• STUDIENTEXT
⁂

Wer eine dieser unerträglichen Karrierebibeln liest, die Menschen trainieren und optimieren, damit sie möglichst stromlinienförmig durch die Arbeitswelt flutschen, findet dort ein Kapitel nach dem anderen über eine Frage, die noch nicht komplett durchoptimierte Menschen umtreibt: Wie erkläre ich meine "Lücke im Lebenslauf"?
Natürlich ist es nicht so, dass Menschen, die eine Lücke im Lebenslauf haben, während dieser Lücke nicht gelebt haben. Sie haben vielleicht ein Kind bekommen oder die alte Mutter gepflegt. Vielleicht waren sie krank, mit Covid-19 und Long Covid oder mit einer Depression oder sonst irgendetwas. Vielleicht haben sie mehrere Ausbildungen oder Studienfächer ausprobiert, Computer gespielt oder gelernt, die perfekte Bolognese zu kochen. Vielleicht haben sie ein Unternehmen gegründet und sind gescheitert oder haben versucht, das Klima zu retten, zu promovieren oder einen Roman zu schreiben, und sind nie fertig geworden. Oder sie wollten fremde Länder kennenlernen oder zu sich selbst finden im Schweigekloster. Vielleicht, vielleicht, vielleicht.

⁂

• DATENAUSZUG
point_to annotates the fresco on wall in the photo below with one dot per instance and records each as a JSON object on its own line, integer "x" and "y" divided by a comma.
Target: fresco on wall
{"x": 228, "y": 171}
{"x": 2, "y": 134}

⁂

• AUFGABENDETAILS
Schreibe den Text über die Lücke im Lebenslauf im Anschluss an seinen letzten Satz weiter.

• ENDGÜLTIGE ANTWORT
Es ist nicht die primäre Aufgabe des Menschen, sich selbst zu einem besseren Arbeitnehmer zu machen
Was auch immer es war, das Menschen dazu bewogen oder gezwungen hat, dem Kapitalismus eine Zeit lang nicht zu dienen - es geht Arbeitgeber nichts an. Es mag Bewerberinnen und Bewerber geben, die gern Euphemismen erfinden, was sie in ihrer Elternzeit gemacht haben. Man denke an die alte Fernsehwerbung der Hausgerätefirma Vorwerk, in der eine Frau einem Krawattenträger dies hier sagt, um sich für ihr Dasein als Hausfrau und Mutter zu rechtfertigen: "Kurz gesagt, ich führe ein sehr erfolgreiches, kleines Familienunternehmen." In der Tat ist es so, dass viele der berüchtigten "Lücken im Lebenslauf" dabei helfen, Kompetenzen zu erwerben, die auch im Berufsleben helfen. Doch sie müssen es nicht. Es ist nicht die primäre Aufgabe des Menschen, sich selbst zu einem besseren Arbeitnehmer zu machen.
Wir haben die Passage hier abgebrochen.